▶ INSTRUCTIONS TO FOLLOW:
Could you resume the commentary on Vindman's impeachment testimony, starting right after its last sentence?

-- start of PAGE EXCERPT --

Indeed, the Ukrainian government never knew that U.S. aid had been temporarily frozen until almost five weeks after the July 25 Trump-Zelensky call. This renders a “quid pro quo” a legal impossibility.

The recipient of the “quid” must, at the very least, be aware of the “quo.” Moreover, two of the testifying witnesses readily conceded that the frozen aid was “consistent with administration policy.” So much for the infamous “quid pro quo.”

No matter. Schiff called four witnesses Tuesday to render their gratuitous opinions that were conjured up from either a remarkable feat of telepathy or borne of prejudice.

Taking center stage was Lt. Col. Alexander Vindman, a staffer on the National Security Council who listened to the Trump-Zelensky conversation when it occurred. No one should doubt Vindman’s patriotism. He deserves our universal respect and gratitude. It is his judgment, opinion, and actions that are suspect. He is not immune to criticism simply because of his heroic service in uniform.

After scolding Rep. Devin Nunes, R-Calif., a civilian, for not addressing him by his military rank, Vindman testified that he felt “concerned” about Trump’s conversation with Zelensky. This was nothing more than his opinion, impression or feeling. We all have them. They are a poor substitute for facts. “I was making a judgment call as a layman,” Vindman confessed.

The unvarnished truth is that Vindman did not like what Trump said on the phone call because the president did not strictly follow the notes Vindman had prepared for the discussion. In describing the call, Vindman stated: “This was not in the preparation material that I had offered.”

How dare Trump deviate from Vindman’s carefully crafted diplomatic script! So Vindman complained.

-- end of PAGE EXCERPT --
-- start of LISTED ENTRIES --

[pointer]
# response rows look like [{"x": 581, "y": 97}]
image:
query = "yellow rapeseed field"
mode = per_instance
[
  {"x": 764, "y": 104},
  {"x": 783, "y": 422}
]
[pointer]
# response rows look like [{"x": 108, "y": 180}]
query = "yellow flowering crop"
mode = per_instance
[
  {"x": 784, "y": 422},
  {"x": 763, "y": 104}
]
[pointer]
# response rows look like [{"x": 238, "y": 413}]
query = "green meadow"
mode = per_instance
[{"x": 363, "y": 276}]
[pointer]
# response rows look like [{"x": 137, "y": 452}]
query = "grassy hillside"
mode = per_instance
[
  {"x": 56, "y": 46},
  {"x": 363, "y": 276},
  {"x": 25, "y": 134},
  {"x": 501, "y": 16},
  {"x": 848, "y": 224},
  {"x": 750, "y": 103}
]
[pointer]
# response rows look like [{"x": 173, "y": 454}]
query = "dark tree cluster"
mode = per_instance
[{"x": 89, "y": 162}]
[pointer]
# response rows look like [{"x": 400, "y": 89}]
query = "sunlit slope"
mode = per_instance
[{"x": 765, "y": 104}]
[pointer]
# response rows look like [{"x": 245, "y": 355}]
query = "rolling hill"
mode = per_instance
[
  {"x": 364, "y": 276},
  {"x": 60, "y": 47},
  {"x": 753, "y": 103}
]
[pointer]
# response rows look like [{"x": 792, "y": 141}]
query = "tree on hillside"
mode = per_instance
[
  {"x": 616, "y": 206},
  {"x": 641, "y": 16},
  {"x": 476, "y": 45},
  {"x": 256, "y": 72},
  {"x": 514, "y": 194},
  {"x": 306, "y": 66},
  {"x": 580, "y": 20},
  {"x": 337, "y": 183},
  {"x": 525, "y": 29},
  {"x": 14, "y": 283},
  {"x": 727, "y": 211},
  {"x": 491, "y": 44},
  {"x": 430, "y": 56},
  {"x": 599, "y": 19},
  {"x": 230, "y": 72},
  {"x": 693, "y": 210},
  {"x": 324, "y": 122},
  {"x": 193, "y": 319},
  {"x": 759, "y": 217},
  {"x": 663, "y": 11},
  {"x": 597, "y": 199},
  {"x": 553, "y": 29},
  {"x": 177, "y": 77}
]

-- end of LISTED ENTRIES --

▶ RESULT:
Instead of registering his complaint with his direct supervisor, Tim Morrison, Vindman conveyed his feelings to others. Among them was an individual in the intelligence community that Vindman won’t identify, who may be the faux “whistleblower” or source for the “whistleblower,” who then filed a complaint that doesn’t qualify under the whistleblower statute as a valid complaint. This was the conclusion of the Department of Justice in an 11-page opinion.

By his acts, it appears that Vindman was instrumental in initiating the current impeachment insanity. An unelected subordinate employee disagreed with the policy judgment of the president of the United States and sought to create havoc by disseminating (or, if you prefer, leaking) his discordant opinion.

To make matters worse, Vindman contorted the president’s use of the words “do me a favor” by asserting that Trump had made an “inappropriate demand” of Zelensky.

Inasmuch as there is no demand identified in the transcript of the Trump-Zelensky phone call, Vindman elected to impute a demand by arguing that for those who serve in the military, a request or favor for something is always considered a demand.

In other words, Vindman applied a military standard to a president who has never served in the military and has stated unequivocally that he made no demands of Zelensky. The Ukrainian president, who also did not serve in the military, is on record stating that no demand was made of him, as noted earlier. But Vindman, armed with uncommon clairvoyance, somehow knows better.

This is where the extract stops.